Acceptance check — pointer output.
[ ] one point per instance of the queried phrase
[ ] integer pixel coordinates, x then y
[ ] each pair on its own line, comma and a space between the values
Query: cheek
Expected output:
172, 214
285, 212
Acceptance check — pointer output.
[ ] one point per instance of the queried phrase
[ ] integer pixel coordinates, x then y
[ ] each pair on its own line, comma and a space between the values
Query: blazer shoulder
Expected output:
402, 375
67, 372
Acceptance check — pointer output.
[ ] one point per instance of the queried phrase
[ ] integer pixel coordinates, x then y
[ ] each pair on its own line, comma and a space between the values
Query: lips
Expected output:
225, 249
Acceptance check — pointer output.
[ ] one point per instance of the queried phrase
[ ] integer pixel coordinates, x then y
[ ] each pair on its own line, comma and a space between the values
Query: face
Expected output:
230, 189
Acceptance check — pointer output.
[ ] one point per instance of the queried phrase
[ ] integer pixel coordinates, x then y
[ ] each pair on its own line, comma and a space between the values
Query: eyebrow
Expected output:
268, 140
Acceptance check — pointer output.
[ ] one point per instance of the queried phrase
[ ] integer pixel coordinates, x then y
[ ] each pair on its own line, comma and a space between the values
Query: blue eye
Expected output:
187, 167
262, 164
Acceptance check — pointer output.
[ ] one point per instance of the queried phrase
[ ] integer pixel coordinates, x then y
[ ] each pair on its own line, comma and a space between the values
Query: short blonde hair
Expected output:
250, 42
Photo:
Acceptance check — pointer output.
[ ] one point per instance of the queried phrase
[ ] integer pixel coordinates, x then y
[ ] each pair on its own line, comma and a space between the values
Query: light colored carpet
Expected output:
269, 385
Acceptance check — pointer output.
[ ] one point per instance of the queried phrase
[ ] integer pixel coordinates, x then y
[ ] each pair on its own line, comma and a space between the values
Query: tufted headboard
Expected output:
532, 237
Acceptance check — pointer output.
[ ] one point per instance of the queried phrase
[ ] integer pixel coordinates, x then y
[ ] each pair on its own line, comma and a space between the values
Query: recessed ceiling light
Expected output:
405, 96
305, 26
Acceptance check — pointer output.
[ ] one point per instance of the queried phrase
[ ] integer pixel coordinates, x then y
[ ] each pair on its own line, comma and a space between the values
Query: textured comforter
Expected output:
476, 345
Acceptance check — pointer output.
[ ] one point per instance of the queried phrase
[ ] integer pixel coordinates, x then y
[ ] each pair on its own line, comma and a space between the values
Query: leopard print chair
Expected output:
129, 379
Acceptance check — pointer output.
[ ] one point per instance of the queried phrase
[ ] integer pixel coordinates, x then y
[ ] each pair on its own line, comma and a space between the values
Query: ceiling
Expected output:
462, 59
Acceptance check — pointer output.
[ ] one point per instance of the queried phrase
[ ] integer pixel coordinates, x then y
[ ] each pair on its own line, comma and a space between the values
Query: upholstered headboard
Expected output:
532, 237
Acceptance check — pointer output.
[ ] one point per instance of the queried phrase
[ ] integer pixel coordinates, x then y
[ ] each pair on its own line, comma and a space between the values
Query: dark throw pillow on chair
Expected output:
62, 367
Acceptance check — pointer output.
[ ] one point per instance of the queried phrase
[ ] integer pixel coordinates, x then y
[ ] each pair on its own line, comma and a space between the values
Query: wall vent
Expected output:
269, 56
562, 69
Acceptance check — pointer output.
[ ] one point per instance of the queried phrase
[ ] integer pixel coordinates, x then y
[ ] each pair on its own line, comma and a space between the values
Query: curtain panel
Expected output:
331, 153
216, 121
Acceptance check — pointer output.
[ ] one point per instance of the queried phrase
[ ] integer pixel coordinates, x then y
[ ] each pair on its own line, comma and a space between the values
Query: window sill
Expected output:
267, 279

• Problem requirements:
Nothing should be left out: return all of the records exactly.

• Finished exercise:
Acceptance check — pointer output.
[ ] one point per instance of the queried phrase
[ ] integer pixel coordinates, x then y
[ ] each pair on its own line, comma and a space between the values
Query: cheek
Expected output:
172, 214
285, 212
Acceptance check — pointer output.
[ ] one point per instance of the queried phrase
[ ] integer pixel coordinates, x then y
[ ] each pair on its own line, comma and a space between the values
Query: blazer shoulder
Expected output:
402, 375
67, 372
Acceptance check — pointer output.
[ ] one point per instance of the queried phrase
[ ] integer pixel coordinates, x then y
[ ] each pair on its own line, comma and a space between the values
Query: lips
Expected output:
225, 249
Acceptance check — pointer output.
[ ] one point per instance of the queried phrase
[ ] integer pixel coordinates, x then y
[ ] each pair on its own line, comma and a space between the values
Query: face
Expected output:
230, 189
Acceptance check — pointer output.
[ ] one point per instance of the queried phrase
[ ] integer pixel coordinates, x then y
[ ] each pair on its own line, comma and a space between the values
Query: eyebrow
Expected output:
268, 140
Acceptance check — pointer output.
[ ] one point per instance of the queried phrase
[ ] integer pixel coordinates, x then y
[ ] each pair on its own line, comma and a space between the values
Query: blue eye
Expected output:
187, 167
262, 164
Acceptance check — pointer output.
[ ] one point per instance of the queried phrase
[ ] integer pixel coordinates, x then y
[ ] each pair on its own line, comma and a space between the values
Query: short blonde hair
Expected output:
250, 42
Photo:
Acceptance check — pointer output.
[ ] one point per instance of the queried phrase
[ ] integer pixel coordinates, x then y
[ ] each pair on its own line, comma and a space between the values
Query: light colored carpet
Expected output:
269, 385
Acceptance check — pointer output.
[ ] one point per instance of the queried phrase
[ ] integer pixel coordinates, x then y
[ ] each pair on its own line, comma and a space between the values
Query: tufted headboard
Expected output:
532, 237
Acceptance check — pointer output.
[ ] one point per instance of the queried phrase
[ ] integer pixel coordinates, x then y
[ ] each pair on its own line, comma and a space between the values
Query: recessed ceiling light
Expected output:
405, 96
305, 26
Acceptance check — pointer output.
[ ] one point per instance of the queried phrase
[ ] integer pixel coordinates, x then y
[ ] each pair on its own line, comma and a space between the values
Query: textured comforter
Expected output:
476, 345
Acceptance check — pointer output.
[ ] one point per instance of the queried phrase
[ ] integer pixel coordinates, x then y
[ ] each pair on its own line, comma and a space between the values
Query: leopard print chair
Expected output:
129, 379
Acceptance check — pointer output.
[ ] one point per instance of the queried phrase
[ ] integer pixel coordinates, x then y
[ ] each pair on its own line, comma and a space between the values
Query: ceiling
Expected output:
462, 59
Acceptance check — pointer output.
[ ] one point per instance of the queried phrase
[ ] integer pixel coordinates, x then y
[ ] each pair on its own line, comma and a space between the values
Query: upholstered headboard
Expected output:
532, 237
Acceptance check — pointer output.
[ ] one point per instance of the queried phrase
[ ] integer pixel coordinates, x then y
[ ] each pair on its own line, comma and a space between the values
Query: dark throw pillow on chair
Expected output:
62, 367
Acceptance check — pointer output.
[ ] one point per instance of the queried phrase
[ ] integer pixel coordinates, x then y
[ ] each pair on its own line, comma and a space between the values
Query: wall vent
Expected output:
269, 56
562, 69
Acceptance check — pointer output.
[ ] one point per instance of the queried phrase
[ ] integer pixel coordinates, x then y
[ ] each pair on its own line, comma and a space between the values
Query: curtain panel
Expected output:
331, 153
216, 121
Acceptance check — pointer output.
[ ] one point per instance of the queried phrase
[ ] integer pixel coordinates, x then y
[ ] each pair on its own line, comma and a space between the values
Query: window sill
Expected output:
267, 279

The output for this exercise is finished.